## Requirement
From the line containing "[locate] side window" down to the final entry below, restate each line word for word.
-- Record set follows --
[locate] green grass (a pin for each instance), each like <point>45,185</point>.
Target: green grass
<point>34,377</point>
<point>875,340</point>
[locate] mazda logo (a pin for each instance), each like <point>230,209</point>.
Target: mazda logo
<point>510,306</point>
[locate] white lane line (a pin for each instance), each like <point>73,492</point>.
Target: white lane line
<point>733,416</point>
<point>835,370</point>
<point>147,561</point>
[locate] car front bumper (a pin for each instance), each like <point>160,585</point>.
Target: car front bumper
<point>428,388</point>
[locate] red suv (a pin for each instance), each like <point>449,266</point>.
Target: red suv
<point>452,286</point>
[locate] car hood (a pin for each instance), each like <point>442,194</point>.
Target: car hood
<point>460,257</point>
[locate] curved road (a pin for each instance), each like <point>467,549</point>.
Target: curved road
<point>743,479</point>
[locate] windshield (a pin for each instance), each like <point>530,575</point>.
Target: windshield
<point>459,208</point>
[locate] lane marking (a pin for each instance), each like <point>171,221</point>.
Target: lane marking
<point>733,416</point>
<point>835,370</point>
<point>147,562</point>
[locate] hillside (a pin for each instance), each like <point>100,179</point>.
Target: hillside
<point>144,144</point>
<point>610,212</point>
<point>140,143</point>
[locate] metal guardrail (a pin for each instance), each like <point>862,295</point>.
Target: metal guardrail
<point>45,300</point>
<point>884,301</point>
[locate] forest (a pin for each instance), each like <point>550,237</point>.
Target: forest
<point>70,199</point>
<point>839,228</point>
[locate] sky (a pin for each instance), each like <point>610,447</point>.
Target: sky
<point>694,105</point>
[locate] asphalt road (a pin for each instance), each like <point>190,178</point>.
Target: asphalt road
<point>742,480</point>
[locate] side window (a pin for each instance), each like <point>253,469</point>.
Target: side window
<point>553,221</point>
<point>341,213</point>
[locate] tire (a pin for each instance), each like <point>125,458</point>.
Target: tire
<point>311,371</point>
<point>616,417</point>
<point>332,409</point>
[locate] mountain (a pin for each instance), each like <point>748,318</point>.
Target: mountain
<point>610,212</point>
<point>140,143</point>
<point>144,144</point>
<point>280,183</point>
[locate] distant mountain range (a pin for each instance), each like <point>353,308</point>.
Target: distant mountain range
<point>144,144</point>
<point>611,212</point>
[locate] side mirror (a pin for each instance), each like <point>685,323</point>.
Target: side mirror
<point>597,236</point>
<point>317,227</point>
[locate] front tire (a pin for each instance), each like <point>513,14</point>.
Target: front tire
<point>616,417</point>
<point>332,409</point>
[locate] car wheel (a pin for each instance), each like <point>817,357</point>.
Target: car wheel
-- Record set concluded --
## Solution to this task
[locate] side window (a pin for each instance), each like <point>253,469</point>.
Target: side window
<point>553,221</point>
<point>341,213</point>
[locate] tire (a pin for each instance), each like <point>125,458</point>.
Target: tire
<point>311,371</point>
<point>616,417</point>
<point>332,409</point>
[locate] mountain (a pin for each instance), each like <point>748,318</point>.
Target: mountain
<point>610,212</point>
<point>140,143</point>
<point>144,144</point>
<point>280,183</point>
[locate] distant mountain range (a pin for each instance), each like <point>353,308</point>.
Target: distant mountain range
<point>144,144</point>
<point>611,212</point>
[locate] side mirror (a pin for each instance), each like <point>685,323</point>.
Target: side mirror
<point>597,236</point>
<point>317,227</point>
[locate] front tire (a pin for each instance), each like <point>513,14</point>.
Target: front tire
<point>616,417</point>
<point>332,409</point>
[locate] car wheel (a pin for each instance), each like <point>817,357</point>.
Target: car wheel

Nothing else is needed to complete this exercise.